##### Task input

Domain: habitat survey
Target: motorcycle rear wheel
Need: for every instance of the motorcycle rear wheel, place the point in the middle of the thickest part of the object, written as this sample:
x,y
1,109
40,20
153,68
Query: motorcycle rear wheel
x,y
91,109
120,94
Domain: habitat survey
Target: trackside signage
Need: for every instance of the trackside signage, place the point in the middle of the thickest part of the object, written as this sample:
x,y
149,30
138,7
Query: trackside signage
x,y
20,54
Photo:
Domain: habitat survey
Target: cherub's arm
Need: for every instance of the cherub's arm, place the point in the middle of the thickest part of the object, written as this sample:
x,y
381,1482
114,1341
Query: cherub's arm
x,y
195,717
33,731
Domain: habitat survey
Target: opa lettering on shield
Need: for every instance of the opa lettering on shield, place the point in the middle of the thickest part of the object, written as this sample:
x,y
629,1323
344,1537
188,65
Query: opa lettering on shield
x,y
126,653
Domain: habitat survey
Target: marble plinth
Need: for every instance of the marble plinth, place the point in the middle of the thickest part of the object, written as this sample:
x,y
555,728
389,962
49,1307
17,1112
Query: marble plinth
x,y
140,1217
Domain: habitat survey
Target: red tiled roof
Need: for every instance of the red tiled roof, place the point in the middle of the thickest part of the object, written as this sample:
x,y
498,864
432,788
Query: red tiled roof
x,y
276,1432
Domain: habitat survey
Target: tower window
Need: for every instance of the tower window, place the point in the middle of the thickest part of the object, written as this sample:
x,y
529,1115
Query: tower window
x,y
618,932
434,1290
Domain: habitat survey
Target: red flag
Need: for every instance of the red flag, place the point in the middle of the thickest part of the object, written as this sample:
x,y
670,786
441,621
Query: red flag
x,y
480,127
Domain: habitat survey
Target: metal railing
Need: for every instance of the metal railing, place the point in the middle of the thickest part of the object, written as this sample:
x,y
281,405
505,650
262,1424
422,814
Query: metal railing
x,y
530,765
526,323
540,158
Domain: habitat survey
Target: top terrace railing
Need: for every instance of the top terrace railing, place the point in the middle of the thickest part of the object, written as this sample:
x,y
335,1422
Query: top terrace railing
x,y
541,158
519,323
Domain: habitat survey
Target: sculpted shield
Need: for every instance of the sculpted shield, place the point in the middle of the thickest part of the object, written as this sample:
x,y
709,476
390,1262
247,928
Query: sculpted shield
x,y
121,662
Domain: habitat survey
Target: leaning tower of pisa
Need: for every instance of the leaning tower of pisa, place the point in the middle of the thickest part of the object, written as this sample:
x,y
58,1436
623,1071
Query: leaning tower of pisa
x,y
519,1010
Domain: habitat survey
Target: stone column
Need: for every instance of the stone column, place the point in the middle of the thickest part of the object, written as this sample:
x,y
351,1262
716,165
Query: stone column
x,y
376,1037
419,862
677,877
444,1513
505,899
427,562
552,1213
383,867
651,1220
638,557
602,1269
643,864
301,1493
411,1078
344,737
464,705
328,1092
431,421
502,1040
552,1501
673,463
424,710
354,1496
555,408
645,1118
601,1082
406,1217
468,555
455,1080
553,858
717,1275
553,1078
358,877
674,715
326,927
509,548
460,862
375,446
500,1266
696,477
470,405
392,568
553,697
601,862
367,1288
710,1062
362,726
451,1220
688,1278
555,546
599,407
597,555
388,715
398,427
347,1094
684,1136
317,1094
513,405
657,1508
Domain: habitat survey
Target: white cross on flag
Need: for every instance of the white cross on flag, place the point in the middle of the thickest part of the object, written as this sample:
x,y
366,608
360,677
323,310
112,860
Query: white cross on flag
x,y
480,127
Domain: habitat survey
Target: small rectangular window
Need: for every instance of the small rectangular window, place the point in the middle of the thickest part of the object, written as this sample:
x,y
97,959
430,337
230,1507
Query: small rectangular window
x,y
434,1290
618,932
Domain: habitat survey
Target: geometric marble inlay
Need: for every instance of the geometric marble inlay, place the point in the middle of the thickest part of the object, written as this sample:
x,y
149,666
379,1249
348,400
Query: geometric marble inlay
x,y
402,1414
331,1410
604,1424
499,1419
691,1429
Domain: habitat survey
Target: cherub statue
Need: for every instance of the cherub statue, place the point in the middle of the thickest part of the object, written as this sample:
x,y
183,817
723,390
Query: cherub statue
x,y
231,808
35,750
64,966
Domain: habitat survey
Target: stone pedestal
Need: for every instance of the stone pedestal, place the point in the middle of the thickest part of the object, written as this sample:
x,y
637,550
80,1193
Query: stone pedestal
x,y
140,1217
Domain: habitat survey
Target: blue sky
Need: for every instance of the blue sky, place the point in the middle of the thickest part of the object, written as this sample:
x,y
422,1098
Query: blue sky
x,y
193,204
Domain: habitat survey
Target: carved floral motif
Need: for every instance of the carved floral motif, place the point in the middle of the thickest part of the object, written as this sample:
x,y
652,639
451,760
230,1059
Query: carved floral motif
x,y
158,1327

##########

■ **Exercise brief**: Line by line, copy the data above.

■ **Answer for the task**:
Domain: habitat survey
Target: motorcycle rear wheel
Need: for every instance of the motorcycle rear wheel, place the point in the middle of the thickest part of the object, written as this sample:
x,y
1,109
40,20
153,68
Query: motorcycle rear wheel
x,y
91,109
120,94
Domain: habitat survey
Target: trackside signage
Need: for every instance of the trackside signage, place the point in the middle of the thickest part of the object, written as this sample:
x,y
149,30
138,7
Query: trackside signage
x,y
20,54
Photo:
Domain: habitat survey
Target: cherub's arm
Need: for every instance of the cherub's arm, place the point in the middle of the thickest part of the object, written as this sample:
x,y
381,1482
114,1341
Query: cherub's arm
x,y
195,717
33,731
Domain: habitat survey
Target: opa lettering on shield
Need: for every instance of the opa lettering on shield, place the point in the middle of the thickest part of the object, written as this sample:
x,y
629,1323
344,1537
188,65
Query: opa lettering on shield
x,y
126,653
Domain: habitat survey
Target: marble plinth
Need: for every instance of the marble plinth, place the point in the middle of the thickest part of the object, written as this sample:
x,y
555,728
389,962
49,1307
17,1112
Query: marble plinth
x,y
140,1217
Domain: habitat survey
Target: red tiled roof
Need: for every instance of the red tiled roof, place the point in the middle of the thickest part of the object, written as this sample:
x,y
498,864
432,788
Query: red tiled roof
x,y
276,1432
Domain: habitat survey
Target: tower window
Need: for every instance of the tower window, place the point in the middle of the thickest part of the object, written as this sample:
x,y
529,1115
Query: tower window
x,y
618,932
434,1290
Domain: habitat survey
Target: red flag
Need: for every instance of the red flag, place the point in the middle of the thickest part of the object, written as this sample:
x,y
670,786
441,621
Query: red flag
x,y
480,127
Domain: habitat survey
Target: metal railing
Need: for every instance of the metal railing, place the point in the middle of the thickest part of the object, written as this sample:
x,y
281,405
505,650
262,1424
422,814
Query: metal railing
x,y
530,765
526,323
540,158
Domain: habitat survey
Target: top terrace railing
Need: for every instance of the top terrace railing, place the point in the middle of the thickest part of the object, written as this sample:
x,y
335,1422
Query: top terrace railing
x,y
541,158
519,323
Domain: habitat survey
Target: sculpted shield
Need: for every instance of the sculpted shield, place the point in the middle of the thickest part of the object, written as this sample:
x,y
709,476
390,1262
247,928
Query: sculpted shield
x,y
121,662
Domain: habitat survey
Target: leaning tower of pisa
Need: for every instance of the leaning tower of pisa, place the point in the middle of the thickest part of the object, written as this sample:
x,y
58,1436
623,1071
Query: leaning tower of pisa
x,y
519,1010
Domain: habitat survey
Target: stone column
Need: for every instance of the stone column, place the point in the middle of the thickest part of the object, written as this sample:
x,y
351,1262
716,165
Query: stone column
x,y
376,1037
419,862
677,877
444,1513
505,899
427,562
552,1213
383,867
651,1220
638,557
602,1269
643,864
301,1493
411,1078
344,737
464,705
328,1092
431,421
502,1040
552,1501
673,463
424,710
354,1496
555,408
645,1118
601,1082
406,1217
468,555
455,1080
553,858
717,1275
553,1078
358,877
674,715
326,927
509,548
460,862
375,446
500,1266
696,477
470,405
392,568
553,697
601,862
367,1288
710,1062
362,726
451,1220
688,1278
555,546
599,407
597,555
388,715
398,427
347,1094
684,1136
317,1094
513,405
657,1508
Domain: habitat survey
Target: white cross on flag
Need: for every instance of the white cross on flag, place the point in the middle of the thickest part of the object, written as this sample:
x,y
366,608
360,677
323,310
112,860
Query: white cross on flag
x,y
480,127
Domain: habitat survey
Target: small rectangular window
Need: for every instance of the small rectangular window, place the point in the middle of the thickest part of the object, written as this sample:
x,y
97,959
430,337
230,1507
Query: small rectangular window
x,y
434,1290
618,932
Domain: habitat survey
Target: geometric marble inlay
Need: for every instance of the geometric marble inlay, place the point in the middle of the thickest part of the object, written as this sample:
x,y
149,666
379,1249
348,400
Query: geometric marble inlay
x,y
402,1414
331,1410
604,1424
499,1419
691,1429
Domain: habitat survey
Target: cherub statue
Need: for every instance of the cherub statue, place the point in the middle of the thickest part of the object, written as this sample:
x,y
183,817
723,390
Query: cherub statue
x,y
231,808
35,750
64,966
Domain: habitat survey
Target: stone pedestal
Need: for every instance of the stone pedestal, place the point in the middle of the thickest part of the object, written as this sample:
x,y
637,550
80,1193
Query: stone pedestal
x,y
140,1217
Domain: habitat survey
Target: blue sky
Need: for every instance of the blue sky, place the point in the middle of the thickest part of the object, written as this sample:
x,y
422,1098
Query: blue sky
x,y
193,204
Domain: habitat survey
Target: carved floral motif
Need: for every instance of the carved floral motif, place the point in the middle of the thickest part of the object, written as this sample:
x,y
652,639
451,760
230,1059
Query: carved floral motif
x,y
158,1327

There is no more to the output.